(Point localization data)
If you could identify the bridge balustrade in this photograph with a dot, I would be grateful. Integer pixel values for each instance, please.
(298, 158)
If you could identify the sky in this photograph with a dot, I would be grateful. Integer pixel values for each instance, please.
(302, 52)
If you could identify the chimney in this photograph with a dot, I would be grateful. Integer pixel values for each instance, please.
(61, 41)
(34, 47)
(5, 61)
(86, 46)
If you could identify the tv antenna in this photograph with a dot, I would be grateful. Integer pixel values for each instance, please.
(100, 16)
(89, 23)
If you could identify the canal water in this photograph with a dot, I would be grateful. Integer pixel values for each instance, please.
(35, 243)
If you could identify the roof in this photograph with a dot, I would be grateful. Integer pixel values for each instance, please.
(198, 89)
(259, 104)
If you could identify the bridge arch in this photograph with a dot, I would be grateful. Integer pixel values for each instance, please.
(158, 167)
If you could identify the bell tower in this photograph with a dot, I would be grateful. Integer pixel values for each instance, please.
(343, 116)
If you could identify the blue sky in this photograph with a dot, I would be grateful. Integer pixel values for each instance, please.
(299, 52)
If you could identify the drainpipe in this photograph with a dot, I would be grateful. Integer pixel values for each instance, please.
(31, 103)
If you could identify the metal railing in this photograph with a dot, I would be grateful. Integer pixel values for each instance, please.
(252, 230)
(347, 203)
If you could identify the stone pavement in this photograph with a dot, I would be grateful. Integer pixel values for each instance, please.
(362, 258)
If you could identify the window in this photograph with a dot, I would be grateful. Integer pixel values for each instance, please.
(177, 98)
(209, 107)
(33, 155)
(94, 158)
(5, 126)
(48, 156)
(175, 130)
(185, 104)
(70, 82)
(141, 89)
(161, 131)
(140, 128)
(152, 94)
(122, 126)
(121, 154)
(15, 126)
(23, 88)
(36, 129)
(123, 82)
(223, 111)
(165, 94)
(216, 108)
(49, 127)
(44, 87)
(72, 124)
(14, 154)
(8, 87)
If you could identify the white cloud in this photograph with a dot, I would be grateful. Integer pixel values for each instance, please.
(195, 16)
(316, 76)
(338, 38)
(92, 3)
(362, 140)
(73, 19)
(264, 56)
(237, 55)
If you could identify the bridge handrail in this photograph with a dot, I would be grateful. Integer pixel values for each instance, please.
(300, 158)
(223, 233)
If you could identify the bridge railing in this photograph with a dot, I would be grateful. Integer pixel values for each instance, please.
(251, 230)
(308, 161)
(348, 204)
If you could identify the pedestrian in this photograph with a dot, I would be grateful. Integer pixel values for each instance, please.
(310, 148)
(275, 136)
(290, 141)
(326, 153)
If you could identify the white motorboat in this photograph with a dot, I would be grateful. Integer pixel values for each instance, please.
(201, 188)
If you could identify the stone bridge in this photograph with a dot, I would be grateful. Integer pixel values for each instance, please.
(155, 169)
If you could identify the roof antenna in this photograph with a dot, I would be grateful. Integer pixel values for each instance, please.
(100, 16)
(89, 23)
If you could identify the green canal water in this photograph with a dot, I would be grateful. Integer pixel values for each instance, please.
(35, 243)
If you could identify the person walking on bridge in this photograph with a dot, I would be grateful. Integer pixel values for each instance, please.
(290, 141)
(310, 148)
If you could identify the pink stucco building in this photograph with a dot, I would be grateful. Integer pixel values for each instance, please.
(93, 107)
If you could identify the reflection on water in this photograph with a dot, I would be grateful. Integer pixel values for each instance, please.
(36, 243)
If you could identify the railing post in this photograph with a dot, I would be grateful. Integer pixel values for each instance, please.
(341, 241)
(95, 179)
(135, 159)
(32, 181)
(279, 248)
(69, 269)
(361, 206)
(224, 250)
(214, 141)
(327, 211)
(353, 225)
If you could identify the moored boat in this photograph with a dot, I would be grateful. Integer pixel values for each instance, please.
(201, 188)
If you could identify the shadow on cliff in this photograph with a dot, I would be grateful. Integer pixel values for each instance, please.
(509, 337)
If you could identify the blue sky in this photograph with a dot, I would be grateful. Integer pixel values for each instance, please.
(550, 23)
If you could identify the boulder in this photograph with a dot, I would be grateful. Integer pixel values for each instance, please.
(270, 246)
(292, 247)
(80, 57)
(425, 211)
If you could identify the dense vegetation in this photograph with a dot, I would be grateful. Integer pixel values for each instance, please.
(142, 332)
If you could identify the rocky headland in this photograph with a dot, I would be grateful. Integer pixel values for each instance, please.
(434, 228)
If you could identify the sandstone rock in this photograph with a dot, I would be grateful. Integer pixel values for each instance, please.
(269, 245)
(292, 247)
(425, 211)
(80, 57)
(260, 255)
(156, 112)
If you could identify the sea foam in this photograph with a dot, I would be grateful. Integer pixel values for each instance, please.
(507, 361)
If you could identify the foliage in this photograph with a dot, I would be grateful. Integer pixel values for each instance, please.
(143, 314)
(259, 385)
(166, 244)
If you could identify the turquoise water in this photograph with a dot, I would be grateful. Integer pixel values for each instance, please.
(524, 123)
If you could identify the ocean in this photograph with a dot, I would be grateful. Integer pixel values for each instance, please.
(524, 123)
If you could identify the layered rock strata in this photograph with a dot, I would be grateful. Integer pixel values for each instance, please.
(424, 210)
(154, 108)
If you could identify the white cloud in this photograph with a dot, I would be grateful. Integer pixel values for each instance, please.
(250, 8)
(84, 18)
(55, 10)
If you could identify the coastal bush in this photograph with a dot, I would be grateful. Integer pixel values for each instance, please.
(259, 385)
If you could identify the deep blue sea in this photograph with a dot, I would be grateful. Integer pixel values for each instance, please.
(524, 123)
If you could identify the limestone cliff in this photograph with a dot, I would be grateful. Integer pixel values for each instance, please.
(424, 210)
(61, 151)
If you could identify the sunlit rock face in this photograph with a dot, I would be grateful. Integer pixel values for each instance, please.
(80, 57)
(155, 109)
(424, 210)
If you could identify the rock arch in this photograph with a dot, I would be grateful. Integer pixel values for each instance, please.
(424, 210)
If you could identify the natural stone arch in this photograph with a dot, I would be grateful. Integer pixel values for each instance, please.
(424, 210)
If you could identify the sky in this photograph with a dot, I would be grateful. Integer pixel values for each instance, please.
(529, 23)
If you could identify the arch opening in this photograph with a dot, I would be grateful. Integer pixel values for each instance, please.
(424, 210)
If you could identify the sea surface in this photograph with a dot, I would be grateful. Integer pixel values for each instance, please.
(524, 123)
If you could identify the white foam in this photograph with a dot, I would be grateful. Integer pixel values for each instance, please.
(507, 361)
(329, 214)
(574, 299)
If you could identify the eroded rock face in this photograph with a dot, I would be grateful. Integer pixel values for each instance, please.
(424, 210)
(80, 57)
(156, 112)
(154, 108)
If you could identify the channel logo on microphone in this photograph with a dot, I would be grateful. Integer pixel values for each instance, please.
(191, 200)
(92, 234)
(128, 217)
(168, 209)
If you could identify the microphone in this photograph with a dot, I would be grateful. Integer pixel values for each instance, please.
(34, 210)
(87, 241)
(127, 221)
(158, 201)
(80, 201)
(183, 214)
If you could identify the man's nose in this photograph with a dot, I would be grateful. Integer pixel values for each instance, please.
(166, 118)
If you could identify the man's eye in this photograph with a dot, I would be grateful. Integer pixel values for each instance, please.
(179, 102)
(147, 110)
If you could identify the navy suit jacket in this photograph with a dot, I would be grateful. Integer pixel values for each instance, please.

■ PROBLEM TO SOLVE
The answer must be a word-for-word restatement of the records.

■ OUTPUT BELOW
If you could identify the bridge balustrade in this photograph with a dot, I would be grateful. Integer pixel values for each instance, please.
(298, 158)
If you could identify the sky in this photograph with a dot, I would be grateful. Integer pixel values for each instance, please.
(302, 52)
If you could identify the chimney in this photograph with a dot, I would be grateful. Integer pixel values for each instance, please.
(61, 41)
(34, 47)
(5, 61)
(86, 46)
If you could identify the tv antenna in this photograph with a dot, I would be grateful. Integer pixel values for each instance, please.
(100, 16)
(89, 23)
If you could identify the canal water in this photograph with a dot, I would be grateful. Integer pixel values for each instance, please.
(35, 243)
If you could identify the roof in this photograph with a dot, I would be grateful. Integer pixel values for each instance, please.
(198, 89)
(259, 104)
If you could identify the bridge arch in this photograph with a dot, I would be grateful. Integer pixel values for each instance, please.
(158, 167)
If you could identify the bell tower in this photograph with a dot, I would be grateful. Integer pixel values for each instance, please.
(343, 116)
If you could identify the blue sky in this photograph with a dot, I would be grateful. Integer pixel values for each instance, please.
(299, 52)
If you could identify the drainpipe in this photograph with a dot, I would be grateful. Integer pixel values for each instance, please.
(31, 103)
If you could identify the metal railing in this photograph with a dot, I would be grateful. Integer pixel values for each instance, please.
(252, 230)
(347, 203)
If you could identify the stone pavement in this photograph with a dot, I would be grateful. Integer pixel values for each instance, please.
(362, 258)
If you could identify the window in this photograph with a dot, I would be grateful. Integer pixel values for each instance, please.
(177, 98)
(209, 107)
(33, 155)
(94, 158)
(5, 126)
(48, 156)
(175, 130)
(185, 104)
(70, 82)
(141, 89)
(161, 131)
(140, 128)
(152, 94)
(122, 126)
(121, 154)
(15, 126)
(23, 88)
(36, 129)
(123, 82)
(223, 111)
(165, 94)
(216, 108)
(49, 127)
(44, 87)
(72, 124)
(14, 154)
(8, 87)
If you could identify the white cloud in this photograph with a dot, I would be grateful. Integer pixel values for each instance, please.
(195, 16)
(316, 76)
(338, 38)
(92, 3)
(362, 140)
(73, 19)
(264, 56)
(237, 55)
If you could identify the bridge handrail in this photograph with a dot, I would be grateful. Integer pixel values for each instance, please.
(300, 158)
(223, 233)
If you could identify the bridge railing in this photograph with a dot, I would be grateful. Integer pixel values for each instance, please.
(251, 230)
(308, 161)
(348, 204)
If you could identify the pedestrian in this photograph with a dot, I would be grateful. Integer pixel values for each instance, please.
(310, 148)
(275, 136)
(290, 141)
(326, 153)
If you could identify the white motorboat in this photograph with a dot, I would be grateful. Integer pixel values for each instance, please.
(201, 188)
If you could identify the stone bridge in this photograph with a dot, I would be grateful. Integer pixel values for each instance, please.
(155, 169)
If you could identify the roof antenna in this photograph with a dot, I would be grateful. Integer pixel values for each instance, please.
(100, 16)
(89, 23)
If you could identify the green canal water in this photograph with a dot, I would be grateful. Integer pixel values for each instance, please.
(35, 243)
If you could identify the person walking on bridge in this photograph with a dot, I would be grateful. Integer pixel values for each instance, please.
(290, 141)
(310, 148)
If you could identify the pink stucco building in this photograph with a dot, I would be grateful. Integer pixel values for each instance, please.
(93, 107)
If you could identify the reflection on water in this photograph with a dot, I would be grateful. Integer pixel values for each instance, please.
(36, 243)
If you could identify the railing post in this photograph with a dot, I would be grateful. Integer pixel values for each instance, please.
(341, 241)
(95, 179)
(135, 159)
(32, 181)
(279, 248)
(69, 269)
(361, 206)
(224, 250)
(214, 141)
(327, 211)
(353, 225)
If you could identify the moored boat in this photograph with a dot, I would be grateful. Integer pixel values for each instance, please.
(201, 188)
If you could identify the shadow on cliff in this photograph with a dot, I would be grateful. Integer pixel values for each instance, please.
(509, 337)
If you could identify the blue sky in this photograph with a dot, I would be grateful. Integer pixel values for each instance, please.
(550, 23)
If you could identify the boulder in this photograph with a dot, I would be grateful. Integer pixel values for each instance, please.
(270, 246)
(292, 247)
(80, 57)
(425, 211)
If you could identify the dense vegetation in this photograph with a dot, I would be grateful. Integer pixel values for each instance, please.
(142, 332)
If you could identify the rocky headland in this photograph with a dot, I would be grateful. Integer pixel values for each instance, please.
(434, 228)
If you could identify the sandstone rock in this photograph with a dot, I would be grateful. Integer pixel values for each instance, please.
(269, 245)
(292, 247)
(425, 211)
(80, 57)
(260, 255)
(156, 112)
If you could identify the sea foam in this photograph with a dot, I would be grateful. Integer pixel values for each instance, please.
(507, 361)
If you could identify the foliage in this photograph with a dot, I would be grateful. Integer pixel values for each instance, please.
(143, 314)
(259, 385)
(166, 244)
If you could identify the turquoise water in this photograph with a dot, I would be grateful. Integer pixel values for each instance, please.
(524, 123)
If you could identify the ocean in this photograph with a dot, I would be grateful. Integer pixel values for each instance, please.
(524, 123)
If you could identify the layered rock strata in this photograph with a dot, I would be grateful. Integer pixel values for each instance, please.
(424, 210)
(154, 108)
If you could identify the white cloud in this photograph with a dot, I would be grateful. Integer pixel values for each instance, please.
(250, 8)
(84, 18)
(55, 10)
If you could identify the coastal bush in this photograph with a dot, I would be grateful. Integer pixel values for each instance, please.
(259, 385)
If you could identify the deep blue sea in this photograph with a dot, I would be grateful. Integer pixel values for each instance, please.
(524, 123)
If you could identify the limestone cliff in this photograph with a dot, I would be grateful. Integer pixel values for each instance, please.
(424, 210)
(61, 151)
If you could identify the sunlit rock face in this photograph with a dot, I would be grateful. Integer pixel values for each instance, please.
(80, 57)
(155, 109)
(424, 210)
If you could identify the rock arch in this photograph with a dot, I would be grateful. Integer pixel values for each instance, please.
(424, 210)
If you could identify the natural stone arch in this photograph with a dot, I would be grateful. Integer pixel values for each instance, please.
(424, 210)
If you could identify the sky in this photograph with a dot, I would be grateful. Integer pixel values for each instance, please.
(529, 23)
If you could identify the arch opening in this photograph with a dot, I would be grateful. Integer pixel values for each instance, please.
(424, 210)
If you could identify the sea surface in this photograph with a dot, I would be grateful. Integer pixel values for each instance, please.
(524, 123)
If you could identify the white foam in this photograph with a dot, I would be grateful. Integer pixel values for each instance, please.
(507, 361)
(329, 214)
(574, 299)
If you could identify the eroded rock face in this photograph with a dot, I would be grateful. Integer pixel values for each instance, please.
(424, 210)
(80, 57)
(156, 112)
(154, 108)
If you could identify the channel logo on microphone in this photograph with a dot, I would be grateful. Integer pixel values for each instance, please.
(191, 200)
(92, 234)
(128, 217)
(168, 209)
If you could identify the microphone in this photograph with a dot, I would be grateful. Integer pixel values for each instance, please.
(34, 210)
(87, 241)
(127, 221)
(158, 201)
(80, 201)
(183, 214)
If you could identify the man's nose in this photograph with a dot, I would be grateful. Integer pixel values for each instance, please.
(166, 118)
If you could identify the man's eye in this photograph with a dot, I would be grateful. Integer pixel values for each instance, please.
(179, 102)
(147, 110)
If you could identify the navy suit jacket in this photograph with a dot, I would be grateful. Integer pixel values for each instance, please.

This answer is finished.